TASK TO COMPLETE
Pull out every line of the records below that contains the string "boot", and copy each line in full.

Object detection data

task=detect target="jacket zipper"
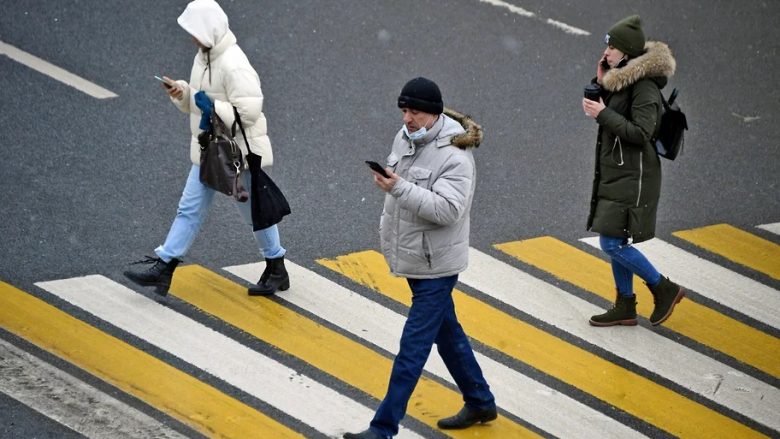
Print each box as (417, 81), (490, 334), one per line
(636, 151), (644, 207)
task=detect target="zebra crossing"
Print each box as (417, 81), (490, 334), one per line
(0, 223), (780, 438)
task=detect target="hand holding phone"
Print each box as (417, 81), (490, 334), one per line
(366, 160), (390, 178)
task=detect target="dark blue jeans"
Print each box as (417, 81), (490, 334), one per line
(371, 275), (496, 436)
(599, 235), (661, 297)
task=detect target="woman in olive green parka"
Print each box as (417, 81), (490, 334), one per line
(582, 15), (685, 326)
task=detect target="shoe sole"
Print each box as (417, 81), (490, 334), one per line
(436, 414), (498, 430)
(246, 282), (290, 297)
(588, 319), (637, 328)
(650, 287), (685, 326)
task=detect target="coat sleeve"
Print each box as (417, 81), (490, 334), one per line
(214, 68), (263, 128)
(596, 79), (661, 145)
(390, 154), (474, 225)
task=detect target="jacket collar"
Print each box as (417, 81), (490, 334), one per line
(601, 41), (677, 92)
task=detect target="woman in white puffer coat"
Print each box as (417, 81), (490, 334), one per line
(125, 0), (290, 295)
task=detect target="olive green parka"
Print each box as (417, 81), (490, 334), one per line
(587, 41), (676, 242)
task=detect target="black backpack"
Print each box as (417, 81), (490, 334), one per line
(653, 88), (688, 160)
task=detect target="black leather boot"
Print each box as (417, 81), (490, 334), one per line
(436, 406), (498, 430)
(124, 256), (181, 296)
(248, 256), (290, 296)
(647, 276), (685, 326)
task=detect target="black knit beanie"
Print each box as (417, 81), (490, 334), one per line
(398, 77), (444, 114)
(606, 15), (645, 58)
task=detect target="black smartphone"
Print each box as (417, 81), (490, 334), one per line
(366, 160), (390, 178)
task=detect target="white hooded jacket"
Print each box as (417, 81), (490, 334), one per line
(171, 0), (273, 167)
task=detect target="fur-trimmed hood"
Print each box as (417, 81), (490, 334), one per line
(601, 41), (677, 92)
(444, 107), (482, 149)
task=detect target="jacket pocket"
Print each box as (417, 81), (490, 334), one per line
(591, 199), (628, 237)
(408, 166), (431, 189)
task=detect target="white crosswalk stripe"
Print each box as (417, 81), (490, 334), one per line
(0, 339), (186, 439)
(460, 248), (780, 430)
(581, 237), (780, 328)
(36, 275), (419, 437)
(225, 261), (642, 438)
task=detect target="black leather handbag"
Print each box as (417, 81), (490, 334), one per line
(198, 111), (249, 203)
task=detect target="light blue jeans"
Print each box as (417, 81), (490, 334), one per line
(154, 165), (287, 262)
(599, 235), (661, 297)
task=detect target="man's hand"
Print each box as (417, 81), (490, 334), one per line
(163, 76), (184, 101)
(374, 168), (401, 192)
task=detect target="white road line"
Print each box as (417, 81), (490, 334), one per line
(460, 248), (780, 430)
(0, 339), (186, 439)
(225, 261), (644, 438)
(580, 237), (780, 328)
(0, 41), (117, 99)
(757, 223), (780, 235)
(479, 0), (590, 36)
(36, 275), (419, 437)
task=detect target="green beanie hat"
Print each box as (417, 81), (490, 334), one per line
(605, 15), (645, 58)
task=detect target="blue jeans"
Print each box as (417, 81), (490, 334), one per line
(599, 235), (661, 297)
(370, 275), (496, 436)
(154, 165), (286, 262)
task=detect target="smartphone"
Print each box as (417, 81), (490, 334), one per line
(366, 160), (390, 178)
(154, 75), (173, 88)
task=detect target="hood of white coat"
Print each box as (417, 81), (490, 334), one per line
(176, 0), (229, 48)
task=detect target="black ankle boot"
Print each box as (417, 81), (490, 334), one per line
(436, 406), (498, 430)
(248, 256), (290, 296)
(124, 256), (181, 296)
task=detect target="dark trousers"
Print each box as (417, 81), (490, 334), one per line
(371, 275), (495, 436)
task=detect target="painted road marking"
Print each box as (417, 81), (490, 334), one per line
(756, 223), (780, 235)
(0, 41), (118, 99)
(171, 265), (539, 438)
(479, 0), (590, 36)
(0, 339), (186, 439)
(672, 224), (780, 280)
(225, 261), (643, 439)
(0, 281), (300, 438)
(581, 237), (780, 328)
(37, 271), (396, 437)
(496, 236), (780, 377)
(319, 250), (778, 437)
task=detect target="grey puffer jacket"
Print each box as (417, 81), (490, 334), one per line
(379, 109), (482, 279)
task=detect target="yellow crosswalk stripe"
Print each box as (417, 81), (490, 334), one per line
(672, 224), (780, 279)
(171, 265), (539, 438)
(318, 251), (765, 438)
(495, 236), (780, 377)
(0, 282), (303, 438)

RESULT OF THE TASK
task=detect target="black leather boot"
task=detect target="black ankle boot"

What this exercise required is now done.